Problem details: Repeat every line of the rows below, request lines included. Shift each point coordinate in the answers by -105, and leave the numbers in the requests and format samples unchanged.

Data items:
####################

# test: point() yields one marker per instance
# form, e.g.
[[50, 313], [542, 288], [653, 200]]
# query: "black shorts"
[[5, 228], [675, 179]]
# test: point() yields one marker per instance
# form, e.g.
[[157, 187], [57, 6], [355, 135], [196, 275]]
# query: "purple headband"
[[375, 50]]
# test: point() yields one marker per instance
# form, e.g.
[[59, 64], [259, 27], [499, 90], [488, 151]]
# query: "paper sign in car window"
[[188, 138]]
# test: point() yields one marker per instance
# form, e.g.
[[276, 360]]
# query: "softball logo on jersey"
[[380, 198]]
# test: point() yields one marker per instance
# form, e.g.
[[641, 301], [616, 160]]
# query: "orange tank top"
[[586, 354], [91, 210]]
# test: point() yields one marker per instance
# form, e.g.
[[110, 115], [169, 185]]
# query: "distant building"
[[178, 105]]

####################

Right answer:
# test: point() yields one marker per instance
# form, e.g.
[[50, 313], [542, 288], [653, 200]]
# query: "black shorts"
[[-100, 123], [570, 74]]
# test: point() yields one marker per instance
# form, e.g.
[[157, 187], [57, 6], [355, 135], [196, 275]]
# query: "purple headband"
[[270, -55]]
# test: point() yields one marker per instance
# form, e.g.
[[59, 64], [259, 27], [499, 90], [488, 151]]
# query: "paper sign in car window"
[[83, 33]]
# test: point() yields one marker per instance
# form, e.g.
[[276, 360]]
# query: "softball logo on jersey"
[[275, 93]]
# test: point() yields one marker per instance
# form, e.g.
[[641, 301], [616, 160]]
# query: "orange tank top"
[[481, 249], [-14, 105]]
# test: point() yields one marker per instance
# form, e.g.
[[110, 115], [169, 185]]
# query: "distant building"
[[73, 0]]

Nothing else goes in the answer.